■ EXTRAIT DU DOCUMENT:
La Tunisie est confrontée à de multiples défis économiques et sociaux après la suspension du parlement et la destitution du Premier ministre. L’état d’urgence actuel pourrait alimenter les troubles politiques et la violence dans le pays. Dans cet extrait de la Watch List 2022, Crisis Group exhorte l’UE et ses Etats membres à maintenir la coopération bilatérale avec la Tunisie et à offrir de nouvelles incitations économiques.
Un rapport de Crisis Group
Le 25 juillet 2021, le président Kais Saïed invoque l’article 80 de la Constitution pour suspendre le parlement, limoger le chef du gouvernement et consolider son emprise sur le pouvoir, mettant ainsi en place un régime d’exception qui expose la Tunisie à un risque d’instabilité chronique sans précédent. En effet, les défis économiques et sociaux sont immenses et les attentes populaires démesurées, alors que les moyens pour relever ces défis et satisfaire ces attentes demeurent très limités. Les pressions étrangères et les surenchères populistes pourraient aggraver la polarisation politique entre pro- et anti-Saïed et pousser le chef de l’Etat vers des dérive répressives et populistes plus importantes. Ces développements pourraient attiser des tensions déjà élevées et accroitre les risques d’instabilité politique.

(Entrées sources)
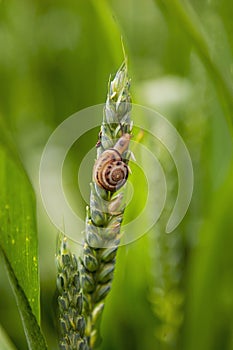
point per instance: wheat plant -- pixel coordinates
(84, 285)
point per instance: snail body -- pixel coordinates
(110, 171)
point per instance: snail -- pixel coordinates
(110, 171)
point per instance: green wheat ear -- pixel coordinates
(71, 321)
(105, 214)
(83, 285)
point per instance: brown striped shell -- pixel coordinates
(110, 171)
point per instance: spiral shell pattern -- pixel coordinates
(110, 171)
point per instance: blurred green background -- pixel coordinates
(170, 291)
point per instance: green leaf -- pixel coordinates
(5, 342)
(32, 330)
(18, 234)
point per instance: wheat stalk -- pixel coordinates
(105, 214)
(70, 301)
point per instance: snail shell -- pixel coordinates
(110, 171)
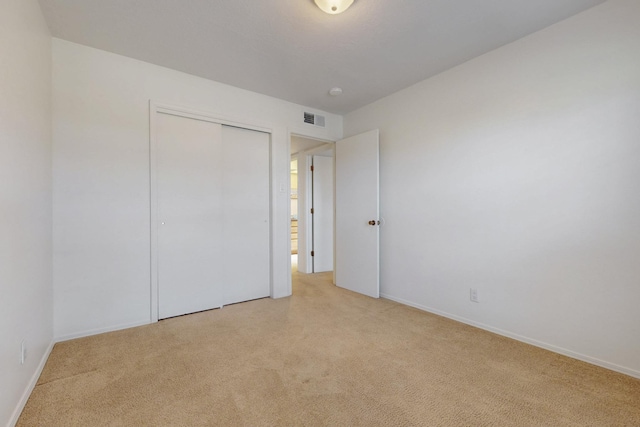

■ CONSIGNES:
**a.** Selon l'extrait sur la Tunisie, quel article de la Constitution le président Kais Saïed invoque-t-il le 25 juillet 2021 ?
**b.** Prolongez l'extrait sur la Tunisie à partir de sa dernière phrase.
Les entrées ne sont pas utiles pour ce travail.

■ RÉPONSES NUMÉROTÉES:
**a.** L'article 80.

**b.**
En tant que principal partenaire commercial de la Tunisie, et conformément à sa politique européenne de voisinage, à travers laquelle elle apporte un soutien financier important, l’Union Européenne (UE) devrait :
- Continuer la coopération bilatérale telle que prévue par l’instrument de voisinage, de développement et de coopération internationale (NDICI) pour la période 2021-2027. Tout particulièrement, l’UE devrait privilégier au sein du programme indicatif pluriannuel (MIP) les activités permettant de s’attaquer aux principales causes du mécontentement populaire (clientélisme, inégalités régionales, marasme économique et crise de confiance envers les institutions et les partis politiques), qui a contribué à justifier la mise en place de l’état d’exception. L’UE devrait également favoriser les programmes de coopération permettant d’aider les pouvoirs publics à rendre l’économie et l’accès au crédit plus inclusifs pour les habitants originaires de l’intérieur du pays, à éliminer les dispositifs juridiques répressifs et privatifs de liberté, notamment dans le domaine économique, et à introduire des règles précises de nomination dans la haute fonction publique pour clarifier les relations entre l’Etat et les formations politiques.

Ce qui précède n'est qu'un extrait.